## [Excerpted passage]
———
This wild ox is a large Indian animal, and from it is got what is called the toupha, with which commanders of armies decorate their horses and banners when taking the field. If his tail, it is said, catches in a tree, he does not seek to move off but stands stock-still, having a strong aversion to lose even a single hair of his tail. So the people of the place come and cut off his tail, and then the beast, having lost it all, makes his escape. Such is the nature of this animal.

The Moschus or Musk-deer.

The small animal, again, is the moschus, called in the native tongue Kastouri. Those who hunt it pierce it with arrows, and having tied up the blood collected at the navel they cut it away. For this is the part which has the pleasant fragrance known to us by the name of musk. The men then cast away the rest of the carcase.
———
## [Task set]
1: Using the passage on the wild ox and the musk-deer, decide whether each statement agrees with it: (a) the musk-deer is called Kastouri in the native tongue; (b) hunters keep the whole carcase of the musk-deer; (c) when its tail catches in a tree, the wild ox struggles to pull free. Answer yes or no for each, quoting the deciding words.
2: Please carry the passage on the wild ox and the musk-deer further, starting after its last sentence.
The data on this page plays no part here.

## [Input data]
———
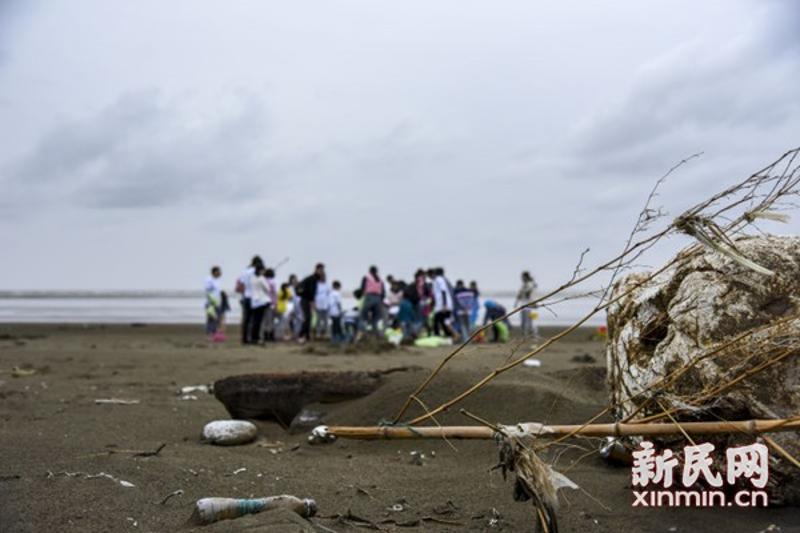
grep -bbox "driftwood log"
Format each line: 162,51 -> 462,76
———
## [Per-task outputs]
1:
(a) Yes: "called in the native tongue Kastouri"
(b) No: "The men then cast away the rest of the carcase."
(c) No: "he does not seek to move off but stands stock-still"

2:
I only quoted the part about the musk deer because it helps the argument that his "wild ox" is indeed the yak, even though I don't think doubts are in order, for reasons to be given eventually if you will just try and be more patient. Musk is a very well known Tibetan product, used everywhere in Eurasia by those who could afford it since Roman times or even before. For Tibetans it was always one of their main money-makers. Cosmas isn't on target when it comes to what it is exactly that gets cut off, but otherwise, that hunters do have the habit of removing the musk pouch and leaving the rest as carrion for the birds was and is true... Unfortunately for these gentle and anyway ill-starred creatures! They must be one of the very few beneficiaries of the modern use of synthetic aromatics. Cosmas gives the Sanskrit as well as Hindi name for musk in a perfectly acceptable form, although in strict transliteration it is kastūrī. The Tibetan name is latsi (gla-rtsi). You know what it smells like without the least doubt, so let's get to the yaks, shall we?

The 1897 edition of
Christian Topography was translated by McCrindle, who added a few helpful notes. One note explains that the wild ox is the yak known to naturalists as Bos grunniens. The other explains that the toupha is the Turkish name for the horse-tail standard. This tupha (the more common spelling) obviously isn't made from horse tails, but from yak tails. (And McCrindle is not quite correct on this point, as we'll see.)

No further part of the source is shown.